*TASK TO CARRY OUT*
What is needed is an exact copy of the entries below, from the line that contains "thinking out loud here... i need the box for the chest" through the final line, both included, and nothing else.

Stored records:
┄┄┄┄┄┄┄┄┄┄┄┄┄┄┄┄┄┄┄┄

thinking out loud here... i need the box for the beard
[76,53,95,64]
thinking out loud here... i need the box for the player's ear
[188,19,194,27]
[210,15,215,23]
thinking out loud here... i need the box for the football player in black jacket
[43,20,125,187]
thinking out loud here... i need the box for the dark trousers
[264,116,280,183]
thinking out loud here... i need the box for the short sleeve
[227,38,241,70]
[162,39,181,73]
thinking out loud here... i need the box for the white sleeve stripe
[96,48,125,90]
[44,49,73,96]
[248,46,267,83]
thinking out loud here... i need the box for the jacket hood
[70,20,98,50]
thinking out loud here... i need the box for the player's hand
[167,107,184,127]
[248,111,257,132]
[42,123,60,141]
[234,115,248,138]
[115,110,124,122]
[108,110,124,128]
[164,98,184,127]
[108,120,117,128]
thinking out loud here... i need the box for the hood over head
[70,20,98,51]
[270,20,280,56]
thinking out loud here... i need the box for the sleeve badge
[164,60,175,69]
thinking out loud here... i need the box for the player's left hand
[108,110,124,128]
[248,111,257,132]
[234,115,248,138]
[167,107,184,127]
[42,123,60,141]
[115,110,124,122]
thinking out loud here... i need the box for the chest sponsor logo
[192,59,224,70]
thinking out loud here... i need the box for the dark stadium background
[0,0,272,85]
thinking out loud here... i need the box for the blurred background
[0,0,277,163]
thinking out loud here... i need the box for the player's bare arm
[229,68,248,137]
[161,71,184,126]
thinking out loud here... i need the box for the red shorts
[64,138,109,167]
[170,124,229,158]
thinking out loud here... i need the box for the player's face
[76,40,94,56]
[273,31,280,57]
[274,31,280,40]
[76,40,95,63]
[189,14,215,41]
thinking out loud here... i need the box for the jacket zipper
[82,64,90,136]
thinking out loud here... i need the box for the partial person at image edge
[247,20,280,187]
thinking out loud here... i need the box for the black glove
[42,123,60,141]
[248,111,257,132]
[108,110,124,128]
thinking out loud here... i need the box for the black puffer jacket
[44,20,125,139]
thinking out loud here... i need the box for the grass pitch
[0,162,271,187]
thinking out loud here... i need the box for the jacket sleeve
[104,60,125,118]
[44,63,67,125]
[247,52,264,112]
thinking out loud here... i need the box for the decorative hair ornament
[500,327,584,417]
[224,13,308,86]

┄┄┄┄┄┄┄┄┄┄┄┄┄┄┄┄┄┄┄┄

*TASK RESPONSE*
thinking out loud here... i need the box for the chest sponsor logo
[192,59,224,70]
thinking out loud here... i need the box for the dark stadium background
[0,0,272,85]
thinking out loud here... i need the box for the blurred background
[0,0,277,163]
thinking out loud here... i need the box for the player's bare arm
[229,68,248,137]
[161,71,184,126]
thinking out loud here... i need the box for the red shorts
[64,138,109,167]
[170,124,229,158]
thinking out loud here... i need the box for the player's face
[76,40,94,56]
[273,31,280,57]
[274,31,280,40]
[76,40,95,63]
[189,14,215,41]
thinking out loud here... i need the box for the jacket zipper
[82,64,90,136]
thinking out loud here... i need the box for the partial person at image edge
[247,20,280,187]
thinking out loud here... i need the box for the black glove
[42,123,60,141]
[248,111,257,132]
[108,110,124,128]
thinking out loud here... i need the box for the black puffer jacket
[44,20,125,139]
thinking out loud here... i need the box for the grass pitch
[0,162,271,187]
thinking out loud here... i need the box for the jacket sleeve
[104,60,125,118]
[44,63,67,125]
[247,52,264,112]
thinking out loud here... i need the box for the decorative hair ornament
[500,327,584,417]
[224,13,308,86]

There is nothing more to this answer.